# INSTRUCTIONS FOR THE TASK
Leave out the pictures, and retype the remaining data exactly.

------

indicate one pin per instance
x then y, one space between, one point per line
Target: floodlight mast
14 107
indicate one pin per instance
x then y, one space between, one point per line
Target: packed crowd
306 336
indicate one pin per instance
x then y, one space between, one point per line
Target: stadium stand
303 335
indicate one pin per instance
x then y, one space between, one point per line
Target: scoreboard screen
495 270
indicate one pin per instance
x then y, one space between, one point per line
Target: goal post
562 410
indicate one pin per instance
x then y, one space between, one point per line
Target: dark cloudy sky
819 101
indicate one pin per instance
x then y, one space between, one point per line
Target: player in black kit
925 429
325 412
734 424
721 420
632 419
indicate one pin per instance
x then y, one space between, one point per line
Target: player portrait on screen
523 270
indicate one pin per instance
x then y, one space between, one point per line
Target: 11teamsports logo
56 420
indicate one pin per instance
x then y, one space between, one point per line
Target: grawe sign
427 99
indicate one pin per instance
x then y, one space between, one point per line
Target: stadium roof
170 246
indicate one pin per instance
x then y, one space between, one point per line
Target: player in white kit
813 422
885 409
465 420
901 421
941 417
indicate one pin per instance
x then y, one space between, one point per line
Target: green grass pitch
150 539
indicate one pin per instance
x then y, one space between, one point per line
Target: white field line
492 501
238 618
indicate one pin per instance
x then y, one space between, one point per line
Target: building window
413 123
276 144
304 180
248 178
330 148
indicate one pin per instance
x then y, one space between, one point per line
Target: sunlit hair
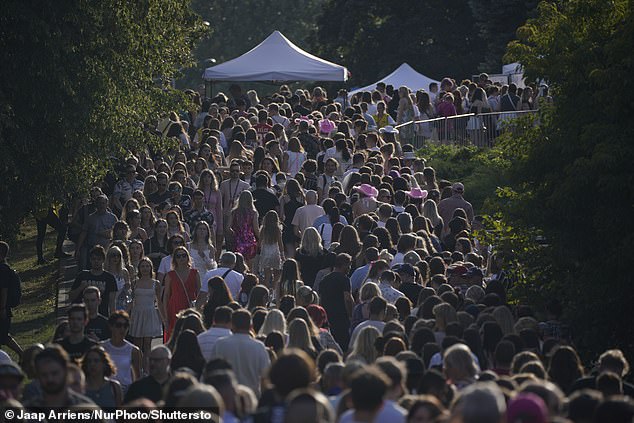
430 211
271 232
299 335
245 204
311 242
213 184
195 233
109 367
177 250
147 261
140 244
369 290
274 321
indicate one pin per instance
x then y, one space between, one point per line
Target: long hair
299 336
112 253
219 295
244 205
180 226
311 242
271 232
430 211
213 184
363 347
109 367
274 321
289 277
195 233
181 249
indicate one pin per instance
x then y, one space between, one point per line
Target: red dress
178 299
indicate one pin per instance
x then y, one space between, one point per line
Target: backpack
14 292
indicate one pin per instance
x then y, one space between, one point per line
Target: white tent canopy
276 59
403 75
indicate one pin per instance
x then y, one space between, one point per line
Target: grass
34 320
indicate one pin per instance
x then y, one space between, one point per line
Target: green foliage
578 178
437 37
497 21
238 26
77 86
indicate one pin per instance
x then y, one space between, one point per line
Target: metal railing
480 130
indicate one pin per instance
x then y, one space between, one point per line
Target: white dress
144 317
295 162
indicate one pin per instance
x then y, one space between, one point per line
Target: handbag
192 304
475 123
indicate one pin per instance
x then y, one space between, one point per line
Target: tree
79 82
497 21
577 178
436 37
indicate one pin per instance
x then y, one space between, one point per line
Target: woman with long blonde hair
299 337
245 227
364 349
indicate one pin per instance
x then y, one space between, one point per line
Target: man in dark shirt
151 387
264 199
96 276
77 343
510 101
408 286
336 299
97 328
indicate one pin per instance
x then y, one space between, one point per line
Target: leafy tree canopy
79 81
577 176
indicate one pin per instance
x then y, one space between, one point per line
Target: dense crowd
292 259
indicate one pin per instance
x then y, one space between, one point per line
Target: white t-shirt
233 280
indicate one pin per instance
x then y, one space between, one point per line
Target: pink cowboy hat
326 126
304 118
368 190
418 193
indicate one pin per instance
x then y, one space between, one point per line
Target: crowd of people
292 259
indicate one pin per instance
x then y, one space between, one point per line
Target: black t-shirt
98 327
104 282
146 387
264 201
411 291
76 351
331 291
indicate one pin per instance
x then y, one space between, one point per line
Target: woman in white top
294 158
115 265
201 248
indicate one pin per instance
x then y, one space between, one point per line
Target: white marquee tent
276 59
403 75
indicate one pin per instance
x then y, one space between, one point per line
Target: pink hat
368 190
418 193
528 407
326 126
304 118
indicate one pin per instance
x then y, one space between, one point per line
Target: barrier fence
480 130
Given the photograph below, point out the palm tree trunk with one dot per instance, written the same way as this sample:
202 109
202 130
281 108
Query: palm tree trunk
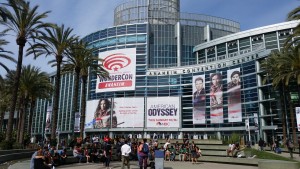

------

# EXERCISE RESPONSE
indicate one pin per instance
x then y, one space between, one point per line
Target: floodlight mast
14 107
indicate one pin per instance
x then y, one space between, one point per line
Target: packed crowd
306 336
indicate one pin per instance
x then y, one space between, one point per line
Target: stadium stand
303 335
indicate one pin per instance
x then y, one space between, one point per line
Target: scoreboard screen
495 270
indicate one pin per instance
x then y, one space between, one point per line
Target: goal post
562 410
indicate one pin per instance
x then y, one space between, one point per line
Target: dark cloudy sky
819 101
indicate one pin per instance
x then y, one space between, one point per line
Target: player in black kit
925 429
325 412
734 424
721 420
632 419
indicate one pin per instance
x then y, one space between, one point per line
Target: player portrait on screen
523 270
indicate one pin per instance
x then y, one space between, one point per line
Target: 11teamsports logo
56 420
indicate one pin per instance
x then y, one space between, one point per line
Target: grawe sign
427 99
indicate one pin per instance
x then y, one space between, one point per line
Target: stadium roof
170 246
indicate one pin per instance
x then y, one space between, one point per line
Target: player in white kit
813 422
885 409
465 420
901 421
941 417
indicate one pin per instance
x then y, one space between, one point per line
Target: green grass pitch
150 539
indicate one pin per instance
x then y, one space between, one point per line
Target: white field line
492 501
238 618
indicate one pin per instance
x then y, one space between, one point per line
Target: building window
413 123
276 144
304 180
248 178
330 148
indicate one pin per instance
x then y, one space between, one point per line
Target: sunlit hair
430 211
271 232
299 335
245 204
311 242
213 184
195 233
109 367
177 250
147 261
140 244
369 290
274 321
indicate one pin per instance
x then y, one space between, one point per line
Target: long hair
299 336
112 253
219 295
244 205
180 226
311 242
271 232
430 211
213 184
363 347
109 367
274 321
289 277
195 233
181 249
indicate one pin per instance
x then y, one space between, one point per line
Target: red dress
178 299
indicate one pin per instance
x then y, one space between, one point per line
Target: backpack
14 292
indicate one pin per instance
x then y, one space between, one point per line
Target: white tent canopy
276 59
403 75
indicate one pin per instance
x then y, one space between, one point per line
Target: grass
34 320
indicate one pin per instance
x then y, one space between, one point per line
Target: green foliage
578 178
437 37
497 21
238 26
77 86
indicate one pin per instance
x then y, one space between, one point per line
Target: metal railing
480 130
indicate one pin per instance
x then y, one space between, one point per line
Target: white dress
144 317
295 162
indicate one pin per instance
x then y, one space between, one point per line
Target: handbag
192 304
475 123
indicate one pin per instance
x then y, one space between, one point per line
Target: tree
79 82
497 21
577 178
436 37
indicate one pin per instance
x then y, one space between, one point per line
Target: woman with long blonde hair
299 337
245 227
364 349
indicate one pin per instance
x then y, one space between, one point per line
Target: man in dark shirt
151 387
264 199
96 276
77 343
510 101
408 286
336 299
97 328
indicate one pin per instance
x then y, one space between, one point per line
Target: leafy tree canopy
79 81
577 176
indicate one pin per instance
x then y, one space between, one point per line
Target: dense crowd
292 259
indicate one pin per instance
x then y, one space between, one point per line
Target: white t-shirt
233 280
indicate one pin per instance
x then y, one space between, one point per line
Target: pink cowboy hat
326 126
304 118
368 190
418 193
indicate one pin per instance
x then y, one space between, one point per line
Target: crowd of people
292 259
indicate one pin per instance
x then y, one space between, one point per line
Target: black t-shirt
98 327
104 282
146 387
264 201
411 291
76 351
331 291
indicate one pin per instance
x then y, one space between, one point per line
Target: woman in white top
294 158
115 265
201 248
indicate one pin per instance
x then y, one space between, one point per line
Target: white marquee tent
276 59
403 75
indicate one pin per instance
x then y, one space between, one point per line
Target: pink hat
368 190
418 193
528 407
326 126
304 118
indicate one pin per instance
x then y, one space between, one point per line
Target: barrier fence
480 130
Given the photograph below, point out the palm tree trunk with one dot per instance, written the same way as this sample:
202 109
202 130
281 108
Query: palm tree trunk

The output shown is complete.